* Provided text:
I started my first day as a teacher last August, staring at seven little 4-year-olds who stared back at me through a quiet Zoom screen. I pressed unmute, animatedly introduced myself, and invited them to do the same, as they sunk into their parent’s lap or squirmed in an oversized chair in their living room. We sang “Old McDonald” with each voice cutting in and out on top of each other. I pressed Mute All to read Jacqueline Wilson’s The Day You Begin, and their eyes glanced at the illustrations before grabbing the nearest toy. Then, 30 minutes after we started, we waved goodbye, and I sat in the screeching silence of my apartment in Oakland, Calif., wondering, what next?
I began teaching transitional kindergarten in a large, public school district in the Bay Area, at a small, Title I, predominantly Black P-5 school. As a Black female teacher myself, I was aware of how relevant these demographic details were during the pandemic. Remote learning hit low-income communities of color particularly hard, thanks to a mix of limited funding, barriers to connectivity, and the disproportionate toll of COVID-19 on Black and Latinx families.
Of the many upheavals caused by the pandemic, the disruption to K-12 learning has been one of the most severe. First-year teachers like me were thrown into the crisis, beginning our teaching careers in the middle of a pandemic.

* Exercise 1:
In the account of a first year of teaching, why was the author aware that the school's demographic details mattered during the pandemic?
* Exercise 2:
Continue the account of a first year of teaching during the pandemic, starting after its final sentence.

* Data below:
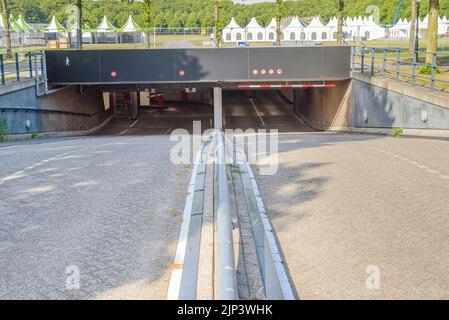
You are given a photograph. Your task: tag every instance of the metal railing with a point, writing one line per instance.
(226, 273)
(21, 66)
(404, 65)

* Written answer 1:
Remote learning hit low-income communities of color especially hard. Limited funding, barriers to connectivity, and COVID-19's disproportionate toll on Black and Latinx families all contributed, and the school was a small, Title I, predominantly Black one.

* Written answer 2:
So, when the school year started last fall, I expected the worst. Remote learning brought a range of challenges, the easiest of which included frantically dropping off devices, getting kicked out of Zoom meetings, and ending the school days in tears (for me, but for students, too). And yet, there has also been lots of joy, laughter, and growth. My class has written our own books, conducted science experiments, recorded dance performances, and done our best to fill our virtual space with all the positivity we can muster. I have heard my fellow teachers (many of them also in their first year of teaching) express similar surprise that we could still have fun in school, even under the circumstances.
This year was nothing like I had imagined, but a few weeks before the end of the year, I am excited about my future in the field. The pandemic revealed and exacerbated the strains and responsibilities put on teachers. At the same time, this challenging year has created new possibilities for what it could mean to be a teacher in a post-COVID-19 world.
Last spring, professor and activist Bettina Love wrote in Education Week: “We cannot go back. We now have the opportunity not to just reimagine schooling or try to reform injustice but to start over.” For first-year teachers like myself, this call to action comes with another layer of complexity: How do we start over at the start of our career? What will we view as the role and responsibility of teachers and schools? How might the pandemic influence my generation of teachers and the subsequent generations of students?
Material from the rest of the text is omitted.